↓↓↓

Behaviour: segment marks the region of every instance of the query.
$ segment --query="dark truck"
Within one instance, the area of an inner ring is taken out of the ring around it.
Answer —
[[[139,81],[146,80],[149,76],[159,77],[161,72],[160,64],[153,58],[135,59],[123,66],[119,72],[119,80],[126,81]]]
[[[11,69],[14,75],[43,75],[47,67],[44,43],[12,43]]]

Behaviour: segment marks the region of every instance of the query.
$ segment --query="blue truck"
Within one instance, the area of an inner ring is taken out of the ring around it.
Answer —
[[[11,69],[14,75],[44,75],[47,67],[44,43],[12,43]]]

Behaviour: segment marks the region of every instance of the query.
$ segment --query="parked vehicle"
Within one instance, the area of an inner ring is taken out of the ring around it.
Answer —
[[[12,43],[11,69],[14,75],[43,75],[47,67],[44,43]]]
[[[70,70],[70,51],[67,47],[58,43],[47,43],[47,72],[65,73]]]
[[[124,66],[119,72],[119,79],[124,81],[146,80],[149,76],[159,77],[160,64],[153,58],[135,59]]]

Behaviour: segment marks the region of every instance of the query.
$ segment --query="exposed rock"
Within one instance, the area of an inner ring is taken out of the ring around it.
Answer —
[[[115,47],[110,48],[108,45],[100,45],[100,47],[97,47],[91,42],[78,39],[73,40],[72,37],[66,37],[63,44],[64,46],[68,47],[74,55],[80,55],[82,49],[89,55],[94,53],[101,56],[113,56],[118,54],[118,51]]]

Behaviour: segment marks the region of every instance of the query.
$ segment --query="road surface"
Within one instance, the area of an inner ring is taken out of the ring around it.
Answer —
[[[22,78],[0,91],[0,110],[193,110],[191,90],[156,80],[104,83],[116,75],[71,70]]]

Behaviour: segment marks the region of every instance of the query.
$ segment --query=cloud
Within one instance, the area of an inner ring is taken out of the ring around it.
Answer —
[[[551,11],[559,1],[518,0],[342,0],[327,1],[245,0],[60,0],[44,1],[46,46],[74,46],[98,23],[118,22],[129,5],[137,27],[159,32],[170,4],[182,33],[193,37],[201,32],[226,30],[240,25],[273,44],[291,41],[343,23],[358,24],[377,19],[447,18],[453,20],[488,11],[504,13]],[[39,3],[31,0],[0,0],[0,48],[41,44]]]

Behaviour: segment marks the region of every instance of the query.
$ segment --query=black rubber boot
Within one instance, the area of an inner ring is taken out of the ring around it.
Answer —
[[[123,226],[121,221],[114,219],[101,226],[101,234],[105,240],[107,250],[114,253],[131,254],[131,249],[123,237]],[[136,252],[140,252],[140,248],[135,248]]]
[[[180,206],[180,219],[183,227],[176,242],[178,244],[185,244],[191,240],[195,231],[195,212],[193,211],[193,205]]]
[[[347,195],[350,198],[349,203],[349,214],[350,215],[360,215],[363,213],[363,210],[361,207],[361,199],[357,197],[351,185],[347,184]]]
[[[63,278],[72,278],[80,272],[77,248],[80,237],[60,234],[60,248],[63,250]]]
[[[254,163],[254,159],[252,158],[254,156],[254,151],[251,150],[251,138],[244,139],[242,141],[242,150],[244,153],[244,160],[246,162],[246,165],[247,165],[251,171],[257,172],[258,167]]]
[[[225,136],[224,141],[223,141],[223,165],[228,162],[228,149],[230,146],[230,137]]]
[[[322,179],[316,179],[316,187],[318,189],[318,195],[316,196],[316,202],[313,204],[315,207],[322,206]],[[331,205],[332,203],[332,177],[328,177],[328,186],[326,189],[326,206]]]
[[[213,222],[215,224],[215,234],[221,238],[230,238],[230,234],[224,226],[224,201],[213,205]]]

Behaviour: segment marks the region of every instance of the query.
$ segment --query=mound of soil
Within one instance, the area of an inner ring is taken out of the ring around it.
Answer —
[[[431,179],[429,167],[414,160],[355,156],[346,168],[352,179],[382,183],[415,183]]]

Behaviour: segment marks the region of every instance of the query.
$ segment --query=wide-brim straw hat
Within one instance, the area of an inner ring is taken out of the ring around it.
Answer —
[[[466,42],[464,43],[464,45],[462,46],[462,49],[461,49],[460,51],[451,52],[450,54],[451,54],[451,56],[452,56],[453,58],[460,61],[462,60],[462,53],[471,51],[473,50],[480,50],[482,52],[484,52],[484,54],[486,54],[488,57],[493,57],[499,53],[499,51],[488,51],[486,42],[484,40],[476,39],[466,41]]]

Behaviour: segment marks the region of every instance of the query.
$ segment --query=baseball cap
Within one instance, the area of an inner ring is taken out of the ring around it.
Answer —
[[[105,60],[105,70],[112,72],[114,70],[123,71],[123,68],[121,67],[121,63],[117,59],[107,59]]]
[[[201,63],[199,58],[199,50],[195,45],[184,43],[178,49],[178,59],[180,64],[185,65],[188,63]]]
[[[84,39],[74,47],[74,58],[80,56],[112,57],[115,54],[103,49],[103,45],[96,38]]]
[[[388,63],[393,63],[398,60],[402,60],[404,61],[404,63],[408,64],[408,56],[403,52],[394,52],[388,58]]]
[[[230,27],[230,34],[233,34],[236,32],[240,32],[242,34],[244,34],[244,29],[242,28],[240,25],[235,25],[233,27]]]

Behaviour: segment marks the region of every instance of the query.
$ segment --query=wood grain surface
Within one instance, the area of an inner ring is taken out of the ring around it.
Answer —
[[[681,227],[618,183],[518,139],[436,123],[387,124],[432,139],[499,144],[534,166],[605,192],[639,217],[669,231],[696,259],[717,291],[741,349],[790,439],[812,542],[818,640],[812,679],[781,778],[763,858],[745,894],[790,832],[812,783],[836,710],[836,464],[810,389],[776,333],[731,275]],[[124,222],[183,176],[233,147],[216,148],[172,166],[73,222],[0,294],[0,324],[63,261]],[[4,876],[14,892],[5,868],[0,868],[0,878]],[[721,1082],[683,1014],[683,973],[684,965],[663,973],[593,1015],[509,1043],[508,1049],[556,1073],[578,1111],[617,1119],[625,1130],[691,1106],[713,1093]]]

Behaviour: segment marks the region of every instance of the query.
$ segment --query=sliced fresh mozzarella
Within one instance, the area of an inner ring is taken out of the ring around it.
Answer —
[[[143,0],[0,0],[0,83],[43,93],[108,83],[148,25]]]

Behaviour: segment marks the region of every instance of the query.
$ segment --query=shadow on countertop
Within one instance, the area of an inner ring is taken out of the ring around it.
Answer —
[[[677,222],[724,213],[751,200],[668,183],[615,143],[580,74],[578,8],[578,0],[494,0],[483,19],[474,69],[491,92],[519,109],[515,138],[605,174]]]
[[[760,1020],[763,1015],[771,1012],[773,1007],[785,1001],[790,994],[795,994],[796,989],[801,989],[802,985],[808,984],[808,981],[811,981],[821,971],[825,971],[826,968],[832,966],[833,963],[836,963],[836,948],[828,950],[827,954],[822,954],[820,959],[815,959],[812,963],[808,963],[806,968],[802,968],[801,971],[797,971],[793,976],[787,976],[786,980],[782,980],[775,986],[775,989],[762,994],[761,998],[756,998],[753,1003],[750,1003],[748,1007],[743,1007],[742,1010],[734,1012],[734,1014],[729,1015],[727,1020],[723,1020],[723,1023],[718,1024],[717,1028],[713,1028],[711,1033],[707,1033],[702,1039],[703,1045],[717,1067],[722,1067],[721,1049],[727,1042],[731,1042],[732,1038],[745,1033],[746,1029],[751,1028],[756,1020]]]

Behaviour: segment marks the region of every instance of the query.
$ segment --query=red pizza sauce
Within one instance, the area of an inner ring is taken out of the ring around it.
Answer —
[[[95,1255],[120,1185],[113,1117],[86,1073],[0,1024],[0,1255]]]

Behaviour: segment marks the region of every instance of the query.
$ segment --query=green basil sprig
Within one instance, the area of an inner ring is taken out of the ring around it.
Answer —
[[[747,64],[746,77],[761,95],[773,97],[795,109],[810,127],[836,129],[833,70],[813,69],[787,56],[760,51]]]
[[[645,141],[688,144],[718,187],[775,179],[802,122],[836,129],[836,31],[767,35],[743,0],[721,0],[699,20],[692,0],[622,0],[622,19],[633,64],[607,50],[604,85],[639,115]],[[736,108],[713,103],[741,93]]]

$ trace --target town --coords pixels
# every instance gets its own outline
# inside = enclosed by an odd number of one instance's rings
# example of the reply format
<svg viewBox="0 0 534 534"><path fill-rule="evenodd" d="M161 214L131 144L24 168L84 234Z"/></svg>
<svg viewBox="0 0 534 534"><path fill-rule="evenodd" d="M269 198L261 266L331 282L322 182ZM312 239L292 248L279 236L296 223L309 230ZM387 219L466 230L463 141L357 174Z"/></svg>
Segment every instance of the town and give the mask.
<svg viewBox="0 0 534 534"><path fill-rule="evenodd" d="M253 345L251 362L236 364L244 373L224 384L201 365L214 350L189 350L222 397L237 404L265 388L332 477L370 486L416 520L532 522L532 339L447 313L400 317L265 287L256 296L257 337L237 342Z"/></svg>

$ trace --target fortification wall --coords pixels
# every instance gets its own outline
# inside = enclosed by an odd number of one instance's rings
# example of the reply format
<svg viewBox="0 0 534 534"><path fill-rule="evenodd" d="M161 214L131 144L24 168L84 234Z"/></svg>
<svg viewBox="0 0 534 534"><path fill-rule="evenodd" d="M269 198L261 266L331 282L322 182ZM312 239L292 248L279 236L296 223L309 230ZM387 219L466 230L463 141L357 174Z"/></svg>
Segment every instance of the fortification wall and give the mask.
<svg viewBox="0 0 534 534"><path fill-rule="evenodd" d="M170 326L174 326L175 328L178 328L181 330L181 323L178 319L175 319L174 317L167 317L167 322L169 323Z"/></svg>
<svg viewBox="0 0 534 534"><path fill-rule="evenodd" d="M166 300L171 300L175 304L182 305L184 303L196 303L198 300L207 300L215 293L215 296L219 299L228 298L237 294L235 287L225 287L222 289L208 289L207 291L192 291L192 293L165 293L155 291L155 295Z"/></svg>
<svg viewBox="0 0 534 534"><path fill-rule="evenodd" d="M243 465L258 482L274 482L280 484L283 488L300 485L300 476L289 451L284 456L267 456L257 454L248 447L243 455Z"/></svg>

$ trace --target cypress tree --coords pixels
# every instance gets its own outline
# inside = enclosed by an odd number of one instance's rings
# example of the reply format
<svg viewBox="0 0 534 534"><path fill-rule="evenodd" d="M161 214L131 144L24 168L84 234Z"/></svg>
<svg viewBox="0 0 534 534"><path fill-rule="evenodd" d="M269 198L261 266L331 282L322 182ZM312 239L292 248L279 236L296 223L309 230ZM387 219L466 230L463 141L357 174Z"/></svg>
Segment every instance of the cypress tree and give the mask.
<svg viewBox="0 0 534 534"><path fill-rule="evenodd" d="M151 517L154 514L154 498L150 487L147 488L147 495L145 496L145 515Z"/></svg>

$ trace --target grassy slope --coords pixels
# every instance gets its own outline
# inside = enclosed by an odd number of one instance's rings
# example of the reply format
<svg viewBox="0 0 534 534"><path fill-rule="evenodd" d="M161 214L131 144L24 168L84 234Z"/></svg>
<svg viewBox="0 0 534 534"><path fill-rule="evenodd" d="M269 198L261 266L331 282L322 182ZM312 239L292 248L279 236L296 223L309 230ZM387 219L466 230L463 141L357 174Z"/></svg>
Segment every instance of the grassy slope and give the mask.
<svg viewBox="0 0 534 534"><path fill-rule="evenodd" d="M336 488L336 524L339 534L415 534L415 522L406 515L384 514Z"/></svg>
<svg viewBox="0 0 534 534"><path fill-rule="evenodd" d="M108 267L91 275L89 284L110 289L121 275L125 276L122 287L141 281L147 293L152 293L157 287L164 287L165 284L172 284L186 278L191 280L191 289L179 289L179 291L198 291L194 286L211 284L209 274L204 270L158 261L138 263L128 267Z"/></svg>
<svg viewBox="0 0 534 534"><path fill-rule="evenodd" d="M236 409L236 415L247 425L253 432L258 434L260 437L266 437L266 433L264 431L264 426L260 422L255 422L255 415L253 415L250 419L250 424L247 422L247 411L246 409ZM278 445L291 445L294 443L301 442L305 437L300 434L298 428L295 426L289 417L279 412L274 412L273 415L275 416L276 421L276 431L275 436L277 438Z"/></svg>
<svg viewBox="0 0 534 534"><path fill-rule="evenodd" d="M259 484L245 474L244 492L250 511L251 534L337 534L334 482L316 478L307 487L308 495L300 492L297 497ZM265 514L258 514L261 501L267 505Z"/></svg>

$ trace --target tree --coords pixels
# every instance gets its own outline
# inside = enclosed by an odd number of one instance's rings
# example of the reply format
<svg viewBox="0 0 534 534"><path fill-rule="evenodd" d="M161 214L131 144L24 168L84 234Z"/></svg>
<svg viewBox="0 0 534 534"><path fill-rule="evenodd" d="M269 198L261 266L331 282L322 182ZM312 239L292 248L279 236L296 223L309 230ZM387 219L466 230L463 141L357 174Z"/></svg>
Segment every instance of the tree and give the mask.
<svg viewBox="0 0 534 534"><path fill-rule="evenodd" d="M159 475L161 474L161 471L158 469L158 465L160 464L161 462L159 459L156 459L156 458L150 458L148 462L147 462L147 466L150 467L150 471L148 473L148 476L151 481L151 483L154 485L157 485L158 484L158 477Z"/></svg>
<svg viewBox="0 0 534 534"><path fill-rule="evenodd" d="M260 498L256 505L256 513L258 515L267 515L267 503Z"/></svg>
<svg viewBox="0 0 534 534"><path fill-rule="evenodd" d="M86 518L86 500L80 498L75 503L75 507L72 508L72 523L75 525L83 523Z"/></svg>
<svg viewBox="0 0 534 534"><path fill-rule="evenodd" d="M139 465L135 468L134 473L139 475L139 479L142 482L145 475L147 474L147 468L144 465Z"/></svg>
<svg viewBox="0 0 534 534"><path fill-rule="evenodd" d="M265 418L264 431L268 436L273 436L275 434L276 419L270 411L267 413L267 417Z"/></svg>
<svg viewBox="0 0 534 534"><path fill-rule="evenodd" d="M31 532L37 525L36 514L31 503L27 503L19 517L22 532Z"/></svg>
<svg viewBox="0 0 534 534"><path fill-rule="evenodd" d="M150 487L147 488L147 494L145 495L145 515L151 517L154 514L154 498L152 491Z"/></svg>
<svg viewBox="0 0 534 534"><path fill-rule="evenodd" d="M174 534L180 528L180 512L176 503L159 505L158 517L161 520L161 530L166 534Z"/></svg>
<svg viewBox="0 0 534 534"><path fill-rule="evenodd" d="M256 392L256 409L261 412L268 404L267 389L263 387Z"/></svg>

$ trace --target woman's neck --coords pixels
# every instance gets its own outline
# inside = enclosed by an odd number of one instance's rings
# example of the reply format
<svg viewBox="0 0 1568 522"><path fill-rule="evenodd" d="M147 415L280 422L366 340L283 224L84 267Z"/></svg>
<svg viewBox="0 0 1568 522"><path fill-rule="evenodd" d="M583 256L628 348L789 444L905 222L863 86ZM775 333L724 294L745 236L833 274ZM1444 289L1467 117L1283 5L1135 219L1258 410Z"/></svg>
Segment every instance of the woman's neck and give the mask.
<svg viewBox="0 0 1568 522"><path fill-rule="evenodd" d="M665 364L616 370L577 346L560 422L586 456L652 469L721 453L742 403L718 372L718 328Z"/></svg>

↑↑↑

Given problem: Update the items from their first line up to and including the line with "[[[11,69],[14,75],[44,75],[47,67],[44,43],[12,43]]]", replacing "Behaviour" with "Behavior" and leaving everything else unchanged.

Task response:
Behavior: segment marks the region of every instance of the query.
$ segment --query="dark truck"
Within one instance, the area of an inner ring is taken out of the ring around it.
Answer —
[[[139,81],[146,80],[149,76],[159,77],[161,72],[160,64],[153,58],[135,59],[123,66],[119,72],[119,80],[126,81]]]
[[[11,69],[14,75],[43,75],[47,67],[44,43],[12,43]]]

Behavior: segment marks the region of every instance of the query.
$ segment --query="blue truck"
Within one instance, the area of an inner ring is taken out of the ring around it.
Answer —
[[[11,69],[14,75],[44,75],[47,67],[44,43],[12,43]]]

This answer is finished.